### PROBLEM REQUIREMENTS
Select and copy out every line in the records containing "image".

(SUPPLIED MATERIAL begins)

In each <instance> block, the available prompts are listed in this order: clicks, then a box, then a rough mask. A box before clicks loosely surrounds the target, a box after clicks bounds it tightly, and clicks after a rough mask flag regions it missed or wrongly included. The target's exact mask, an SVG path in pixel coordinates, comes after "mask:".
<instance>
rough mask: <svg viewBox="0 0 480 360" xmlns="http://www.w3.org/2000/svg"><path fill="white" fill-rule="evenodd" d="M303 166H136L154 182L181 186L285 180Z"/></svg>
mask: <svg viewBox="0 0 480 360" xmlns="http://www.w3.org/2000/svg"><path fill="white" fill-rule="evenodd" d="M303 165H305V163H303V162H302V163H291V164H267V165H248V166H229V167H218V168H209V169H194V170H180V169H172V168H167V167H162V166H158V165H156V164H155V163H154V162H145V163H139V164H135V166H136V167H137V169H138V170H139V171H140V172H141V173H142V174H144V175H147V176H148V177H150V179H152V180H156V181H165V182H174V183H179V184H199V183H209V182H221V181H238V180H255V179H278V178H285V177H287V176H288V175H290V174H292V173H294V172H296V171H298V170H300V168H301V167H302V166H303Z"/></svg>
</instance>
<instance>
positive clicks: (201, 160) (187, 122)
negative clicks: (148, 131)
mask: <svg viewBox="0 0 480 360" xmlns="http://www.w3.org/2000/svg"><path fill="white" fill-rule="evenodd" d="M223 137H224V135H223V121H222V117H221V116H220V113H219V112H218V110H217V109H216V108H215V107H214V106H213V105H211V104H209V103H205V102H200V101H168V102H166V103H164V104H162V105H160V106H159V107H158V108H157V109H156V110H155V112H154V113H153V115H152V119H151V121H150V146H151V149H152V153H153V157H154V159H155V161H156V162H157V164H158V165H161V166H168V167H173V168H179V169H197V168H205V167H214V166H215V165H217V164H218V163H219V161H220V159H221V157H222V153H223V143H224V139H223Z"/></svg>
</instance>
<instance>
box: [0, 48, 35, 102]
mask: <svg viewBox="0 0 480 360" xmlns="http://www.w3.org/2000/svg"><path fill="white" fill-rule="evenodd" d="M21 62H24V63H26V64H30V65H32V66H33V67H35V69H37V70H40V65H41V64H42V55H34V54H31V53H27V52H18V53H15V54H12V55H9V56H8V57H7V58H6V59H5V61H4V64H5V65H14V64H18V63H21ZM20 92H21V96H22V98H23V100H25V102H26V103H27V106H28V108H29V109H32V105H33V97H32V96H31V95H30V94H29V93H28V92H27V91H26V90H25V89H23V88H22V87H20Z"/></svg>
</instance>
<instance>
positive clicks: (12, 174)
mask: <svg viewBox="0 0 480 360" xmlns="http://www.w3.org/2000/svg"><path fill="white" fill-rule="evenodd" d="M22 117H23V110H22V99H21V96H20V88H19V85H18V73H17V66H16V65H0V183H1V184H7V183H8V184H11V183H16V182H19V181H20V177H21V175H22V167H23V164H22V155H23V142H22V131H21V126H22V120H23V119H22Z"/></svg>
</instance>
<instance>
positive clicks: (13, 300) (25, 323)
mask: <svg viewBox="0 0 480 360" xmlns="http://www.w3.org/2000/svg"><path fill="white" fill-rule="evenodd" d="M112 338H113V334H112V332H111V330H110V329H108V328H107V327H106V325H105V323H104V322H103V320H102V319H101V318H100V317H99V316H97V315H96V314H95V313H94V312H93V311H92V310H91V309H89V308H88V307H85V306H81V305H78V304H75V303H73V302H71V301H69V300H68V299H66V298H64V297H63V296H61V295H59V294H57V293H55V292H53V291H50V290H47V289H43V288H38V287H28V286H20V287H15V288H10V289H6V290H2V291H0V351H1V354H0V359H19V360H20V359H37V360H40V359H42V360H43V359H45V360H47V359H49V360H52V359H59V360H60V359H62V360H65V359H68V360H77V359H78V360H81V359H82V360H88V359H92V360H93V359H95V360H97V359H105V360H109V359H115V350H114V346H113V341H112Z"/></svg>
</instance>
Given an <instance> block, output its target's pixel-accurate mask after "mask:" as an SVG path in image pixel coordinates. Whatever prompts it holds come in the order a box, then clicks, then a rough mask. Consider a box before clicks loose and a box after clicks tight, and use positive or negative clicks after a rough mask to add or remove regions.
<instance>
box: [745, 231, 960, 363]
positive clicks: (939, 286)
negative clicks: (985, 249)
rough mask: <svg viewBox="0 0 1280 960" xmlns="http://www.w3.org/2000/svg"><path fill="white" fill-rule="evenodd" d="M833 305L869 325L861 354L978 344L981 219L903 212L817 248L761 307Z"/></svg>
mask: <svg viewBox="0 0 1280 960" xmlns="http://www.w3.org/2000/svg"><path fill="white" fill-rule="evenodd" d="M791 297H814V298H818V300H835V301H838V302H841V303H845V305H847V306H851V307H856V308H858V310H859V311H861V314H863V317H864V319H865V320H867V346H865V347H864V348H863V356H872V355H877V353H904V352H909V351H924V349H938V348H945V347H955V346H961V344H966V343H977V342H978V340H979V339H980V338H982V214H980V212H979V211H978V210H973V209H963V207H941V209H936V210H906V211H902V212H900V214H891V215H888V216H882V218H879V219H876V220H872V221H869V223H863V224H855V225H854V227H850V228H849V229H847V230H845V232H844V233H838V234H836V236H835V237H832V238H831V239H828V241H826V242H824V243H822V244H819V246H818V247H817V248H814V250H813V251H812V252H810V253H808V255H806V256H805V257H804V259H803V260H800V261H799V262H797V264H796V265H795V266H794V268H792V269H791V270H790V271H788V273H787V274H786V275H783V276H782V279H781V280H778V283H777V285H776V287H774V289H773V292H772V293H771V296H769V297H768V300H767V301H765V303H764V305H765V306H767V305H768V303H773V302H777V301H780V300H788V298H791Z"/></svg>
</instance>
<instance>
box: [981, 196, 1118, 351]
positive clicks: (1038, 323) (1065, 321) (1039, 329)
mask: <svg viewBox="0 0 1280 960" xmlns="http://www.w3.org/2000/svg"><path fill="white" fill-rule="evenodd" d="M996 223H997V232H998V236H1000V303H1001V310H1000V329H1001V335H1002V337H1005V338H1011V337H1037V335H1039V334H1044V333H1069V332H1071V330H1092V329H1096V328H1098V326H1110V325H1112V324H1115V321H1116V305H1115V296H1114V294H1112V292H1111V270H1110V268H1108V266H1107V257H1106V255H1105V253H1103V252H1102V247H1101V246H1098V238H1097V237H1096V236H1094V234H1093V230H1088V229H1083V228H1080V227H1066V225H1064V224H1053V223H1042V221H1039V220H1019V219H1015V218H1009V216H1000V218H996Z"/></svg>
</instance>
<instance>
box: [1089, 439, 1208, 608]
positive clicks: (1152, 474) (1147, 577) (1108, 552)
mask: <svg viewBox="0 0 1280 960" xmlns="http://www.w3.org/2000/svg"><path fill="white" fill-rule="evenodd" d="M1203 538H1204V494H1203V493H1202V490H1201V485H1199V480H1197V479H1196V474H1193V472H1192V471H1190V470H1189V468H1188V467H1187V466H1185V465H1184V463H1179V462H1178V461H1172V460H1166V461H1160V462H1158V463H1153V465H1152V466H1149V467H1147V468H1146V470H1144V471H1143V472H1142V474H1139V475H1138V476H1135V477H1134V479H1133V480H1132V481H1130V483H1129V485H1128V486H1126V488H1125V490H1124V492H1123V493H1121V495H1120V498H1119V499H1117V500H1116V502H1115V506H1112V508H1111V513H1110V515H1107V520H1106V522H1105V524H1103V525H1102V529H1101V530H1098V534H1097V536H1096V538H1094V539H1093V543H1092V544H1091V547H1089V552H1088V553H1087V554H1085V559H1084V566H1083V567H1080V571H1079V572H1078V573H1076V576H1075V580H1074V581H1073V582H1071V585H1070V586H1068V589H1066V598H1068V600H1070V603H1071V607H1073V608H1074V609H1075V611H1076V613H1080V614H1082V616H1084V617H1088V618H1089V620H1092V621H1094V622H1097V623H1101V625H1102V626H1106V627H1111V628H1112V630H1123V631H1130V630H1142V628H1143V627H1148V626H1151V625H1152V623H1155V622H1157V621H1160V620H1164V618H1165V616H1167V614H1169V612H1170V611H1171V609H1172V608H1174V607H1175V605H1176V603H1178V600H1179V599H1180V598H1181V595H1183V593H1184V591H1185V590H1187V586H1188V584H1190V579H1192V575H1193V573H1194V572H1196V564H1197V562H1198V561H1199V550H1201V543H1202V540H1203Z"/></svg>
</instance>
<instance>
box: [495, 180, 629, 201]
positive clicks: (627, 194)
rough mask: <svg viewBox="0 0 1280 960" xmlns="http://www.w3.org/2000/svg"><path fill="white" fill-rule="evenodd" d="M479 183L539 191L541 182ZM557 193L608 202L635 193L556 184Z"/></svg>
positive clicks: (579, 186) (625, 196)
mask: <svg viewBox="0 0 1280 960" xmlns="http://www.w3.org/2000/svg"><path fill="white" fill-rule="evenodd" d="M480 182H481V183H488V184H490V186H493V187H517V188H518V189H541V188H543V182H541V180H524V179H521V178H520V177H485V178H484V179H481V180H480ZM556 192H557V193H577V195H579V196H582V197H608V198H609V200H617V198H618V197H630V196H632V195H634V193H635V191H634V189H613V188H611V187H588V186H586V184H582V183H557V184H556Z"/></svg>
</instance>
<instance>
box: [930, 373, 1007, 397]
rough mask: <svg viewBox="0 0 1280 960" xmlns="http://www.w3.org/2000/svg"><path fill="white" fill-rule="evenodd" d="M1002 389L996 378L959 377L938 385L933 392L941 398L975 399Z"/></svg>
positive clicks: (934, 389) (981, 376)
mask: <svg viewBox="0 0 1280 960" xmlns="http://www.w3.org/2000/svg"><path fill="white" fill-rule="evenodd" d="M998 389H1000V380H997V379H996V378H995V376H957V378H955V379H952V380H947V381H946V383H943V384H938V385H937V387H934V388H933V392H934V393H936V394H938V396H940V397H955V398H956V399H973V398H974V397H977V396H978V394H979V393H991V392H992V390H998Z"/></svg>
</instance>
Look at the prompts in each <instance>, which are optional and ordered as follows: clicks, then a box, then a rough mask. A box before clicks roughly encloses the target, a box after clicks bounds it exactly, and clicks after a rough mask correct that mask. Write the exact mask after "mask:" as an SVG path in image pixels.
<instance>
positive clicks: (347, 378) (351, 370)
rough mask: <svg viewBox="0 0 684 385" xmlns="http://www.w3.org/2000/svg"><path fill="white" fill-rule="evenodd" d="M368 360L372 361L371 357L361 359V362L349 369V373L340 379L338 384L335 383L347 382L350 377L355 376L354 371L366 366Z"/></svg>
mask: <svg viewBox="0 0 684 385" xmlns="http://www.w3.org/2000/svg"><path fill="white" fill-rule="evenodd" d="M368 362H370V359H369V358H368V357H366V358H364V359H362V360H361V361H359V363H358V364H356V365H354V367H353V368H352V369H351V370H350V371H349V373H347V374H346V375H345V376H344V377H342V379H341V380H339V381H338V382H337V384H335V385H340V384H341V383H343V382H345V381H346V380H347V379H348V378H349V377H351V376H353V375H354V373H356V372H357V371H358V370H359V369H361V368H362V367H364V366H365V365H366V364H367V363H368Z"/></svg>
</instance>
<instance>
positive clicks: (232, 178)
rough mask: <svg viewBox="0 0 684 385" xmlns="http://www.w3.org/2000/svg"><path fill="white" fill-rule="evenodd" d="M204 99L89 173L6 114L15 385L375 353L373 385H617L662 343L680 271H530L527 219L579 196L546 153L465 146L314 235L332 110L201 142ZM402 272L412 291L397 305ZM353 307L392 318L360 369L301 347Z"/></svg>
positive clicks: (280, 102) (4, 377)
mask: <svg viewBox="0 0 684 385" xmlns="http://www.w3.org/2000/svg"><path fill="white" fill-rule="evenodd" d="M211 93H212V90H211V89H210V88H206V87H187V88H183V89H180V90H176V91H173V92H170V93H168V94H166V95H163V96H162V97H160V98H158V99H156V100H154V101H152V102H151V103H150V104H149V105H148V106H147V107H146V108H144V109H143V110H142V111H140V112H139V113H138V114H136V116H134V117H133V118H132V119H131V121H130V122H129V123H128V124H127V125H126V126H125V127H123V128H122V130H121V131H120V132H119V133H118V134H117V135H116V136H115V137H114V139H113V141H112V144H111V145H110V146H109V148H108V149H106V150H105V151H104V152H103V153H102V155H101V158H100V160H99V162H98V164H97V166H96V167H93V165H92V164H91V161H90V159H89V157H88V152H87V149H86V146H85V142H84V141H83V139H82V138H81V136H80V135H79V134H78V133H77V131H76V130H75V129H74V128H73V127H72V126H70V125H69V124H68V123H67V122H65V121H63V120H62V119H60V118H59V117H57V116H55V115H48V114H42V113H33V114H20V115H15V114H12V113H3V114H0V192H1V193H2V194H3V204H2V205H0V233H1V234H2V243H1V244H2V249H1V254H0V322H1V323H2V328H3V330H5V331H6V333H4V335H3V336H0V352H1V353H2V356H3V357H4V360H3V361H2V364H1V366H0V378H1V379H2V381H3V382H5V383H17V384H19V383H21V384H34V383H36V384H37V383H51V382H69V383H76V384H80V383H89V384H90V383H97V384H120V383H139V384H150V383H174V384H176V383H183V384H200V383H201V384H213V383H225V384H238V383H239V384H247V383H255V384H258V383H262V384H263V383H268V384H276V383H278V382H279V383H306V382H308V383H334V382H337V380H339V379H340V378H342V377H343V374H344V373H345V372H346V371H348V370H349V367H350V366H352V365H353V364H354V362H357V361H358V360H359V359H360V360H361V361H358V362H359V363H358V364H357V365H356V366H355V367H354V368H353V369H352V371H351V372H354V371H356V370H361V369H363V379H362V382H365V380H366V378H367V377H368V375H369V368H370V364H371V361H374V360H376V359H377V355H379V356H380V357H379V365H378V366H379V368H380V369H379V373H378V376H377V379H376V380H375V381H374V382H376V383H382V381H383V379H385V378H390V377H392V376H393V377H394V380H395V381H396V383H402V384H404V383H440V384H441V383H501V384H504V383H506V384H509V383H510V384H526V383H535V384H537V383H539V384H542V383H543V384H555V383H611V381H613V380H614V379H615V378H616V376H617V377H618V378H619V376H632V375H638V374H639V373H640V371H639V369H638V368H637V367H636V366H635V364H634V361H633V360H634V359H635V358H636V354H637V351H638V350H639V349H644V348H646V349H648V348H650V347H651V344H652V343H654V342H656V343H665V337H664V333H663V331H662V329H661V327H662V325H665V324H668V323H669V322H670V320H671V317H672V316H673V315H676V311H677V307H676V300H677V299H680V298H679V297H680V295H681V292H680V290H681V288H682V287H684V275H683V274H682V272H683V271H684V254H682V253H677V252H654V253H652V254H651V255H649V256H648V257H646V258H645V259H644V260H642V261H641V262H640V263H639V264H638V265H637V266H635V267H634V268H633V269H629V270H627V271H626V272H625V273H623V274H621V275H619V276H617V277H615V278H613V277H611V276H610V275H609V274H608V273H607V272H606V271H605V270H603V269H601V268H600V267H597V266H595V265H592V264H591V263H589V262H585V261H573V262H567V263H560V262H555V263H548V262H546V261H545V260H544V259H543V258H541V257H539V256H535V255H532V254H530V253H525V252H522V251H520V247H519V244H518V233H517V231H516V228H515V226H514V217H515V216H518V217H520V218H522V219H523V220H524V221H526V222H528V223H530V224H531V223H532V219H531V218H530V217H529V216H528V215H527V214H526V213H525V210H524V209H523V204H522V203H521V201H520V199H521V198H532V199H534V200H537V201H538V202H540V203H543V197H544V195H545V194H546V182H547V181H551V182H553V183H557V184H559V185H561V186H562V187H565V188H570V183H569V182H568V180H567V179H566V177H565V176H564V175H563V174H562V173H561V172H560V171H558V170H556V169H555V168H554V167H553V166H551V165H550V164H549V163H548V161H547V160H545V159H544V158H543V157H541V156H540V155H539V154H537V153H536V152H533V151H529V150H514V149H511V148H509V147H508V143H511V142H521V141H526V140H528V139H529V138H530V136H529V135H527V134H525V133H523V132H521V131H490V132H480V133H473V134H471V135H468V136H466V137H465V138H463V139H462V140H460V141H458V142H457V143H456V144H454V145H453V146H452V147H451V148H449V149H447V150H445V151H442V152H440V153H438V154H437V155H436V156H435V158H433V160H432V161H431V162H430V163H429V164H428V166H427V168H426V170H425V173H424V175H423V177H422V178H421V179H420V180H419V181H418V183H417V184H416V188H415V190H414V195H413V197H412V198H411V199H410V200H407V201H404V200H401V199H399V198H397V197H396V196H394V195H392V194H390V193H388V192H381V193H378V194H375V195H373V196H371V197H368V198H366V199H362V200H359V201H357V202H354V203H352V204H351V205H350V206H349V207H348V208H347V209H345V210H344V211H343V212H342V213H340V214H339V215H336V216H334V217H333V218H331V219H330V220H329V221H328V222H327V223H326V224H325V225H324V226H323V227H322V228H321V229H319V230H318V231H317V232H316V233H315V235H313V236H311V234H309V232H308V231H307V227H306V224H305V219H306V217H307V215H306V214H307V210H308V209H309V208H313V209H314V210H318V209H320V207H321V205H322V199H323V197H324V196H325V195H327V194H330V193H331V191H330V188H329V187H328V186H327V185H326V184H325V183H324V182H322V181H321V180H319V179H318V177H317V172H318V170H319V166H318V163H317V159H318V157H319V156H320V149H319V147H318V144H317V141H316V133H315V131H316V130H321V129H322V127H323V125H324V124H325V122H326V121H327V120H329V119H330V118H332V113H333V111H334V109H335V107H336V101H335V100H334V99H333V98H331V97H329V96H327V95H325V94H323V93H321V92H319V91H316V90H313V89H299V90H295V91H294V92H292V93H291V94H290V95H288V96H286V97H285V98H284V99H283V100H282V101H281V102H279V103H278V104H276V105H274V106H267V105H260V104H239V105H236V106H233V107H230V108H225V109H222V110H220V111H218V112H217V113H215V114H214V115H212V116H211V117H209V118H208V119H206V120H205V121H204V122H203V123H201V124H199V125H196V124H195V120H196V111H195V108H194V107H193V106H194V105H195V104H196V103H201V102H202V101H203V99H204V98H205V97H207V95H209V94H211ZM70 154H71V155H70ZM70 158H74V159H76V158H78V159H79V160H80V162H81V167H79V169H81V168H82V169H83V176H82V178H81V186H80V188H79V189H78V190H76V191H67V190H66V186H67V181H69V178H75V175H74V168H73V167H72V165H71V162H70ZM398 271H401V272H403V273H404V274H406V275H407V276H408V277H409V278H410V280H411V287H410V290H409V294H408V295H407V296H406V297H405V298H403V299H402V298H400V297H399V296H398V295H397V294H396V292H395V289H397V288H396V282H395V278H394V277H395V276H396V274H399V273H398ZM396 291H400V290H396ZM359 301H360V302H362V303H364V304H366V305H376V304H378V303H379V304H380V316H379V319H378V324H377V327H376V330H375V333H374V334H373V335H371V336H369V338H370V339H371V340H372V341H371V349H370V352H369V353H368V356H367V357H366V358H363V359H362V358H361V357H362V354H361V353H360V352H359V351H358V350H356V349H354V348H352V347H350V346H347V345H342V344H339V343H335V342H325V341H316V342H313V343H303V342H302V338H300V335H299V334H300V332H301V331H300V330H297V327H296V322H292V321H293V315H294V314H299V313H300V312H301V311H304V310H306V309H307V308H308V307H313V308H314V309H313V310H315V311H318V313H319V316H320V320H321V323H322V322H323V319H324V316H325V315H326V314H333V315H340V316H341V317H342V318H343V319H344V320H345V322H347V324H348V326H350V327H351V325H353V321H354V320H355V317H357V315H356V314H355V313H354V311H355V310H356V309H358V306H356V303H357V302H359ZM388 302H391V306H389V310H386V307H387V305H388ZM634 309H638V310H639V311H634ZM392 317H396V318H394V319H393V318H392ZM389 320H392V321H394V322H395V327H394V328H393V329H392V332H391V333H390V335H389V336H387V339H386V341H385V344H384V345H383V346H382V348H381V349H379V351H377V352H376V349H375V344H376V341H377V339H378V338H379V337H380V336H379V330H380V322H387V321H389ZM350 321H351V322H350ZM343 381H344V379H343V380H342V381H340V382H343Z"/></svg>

(SUPPLIED MATERIAL ends)

### EXERCISE SOLUTION
Given an <instance> block, output its target's pixel-accurate mask after "mask:" as an SVG path in image pixel coordinates. Whatever prompts it holds come in the order a box, then clicks, then a rough mask. Consider a box before clicks loose and a box after clicks tight, and use positive or negative clicks after a rough mask to add or remove regions.
Look at the prompts in each <instance>, which are optional and ordered as follows: clicks, then a box, then a rough mask. A box before clicks roughly encloses the target, a box after clicks bounds it exactly, and clicks after a rough mask correct that mask. Write the exact mask after "mask:" as an SVG path in image pixels.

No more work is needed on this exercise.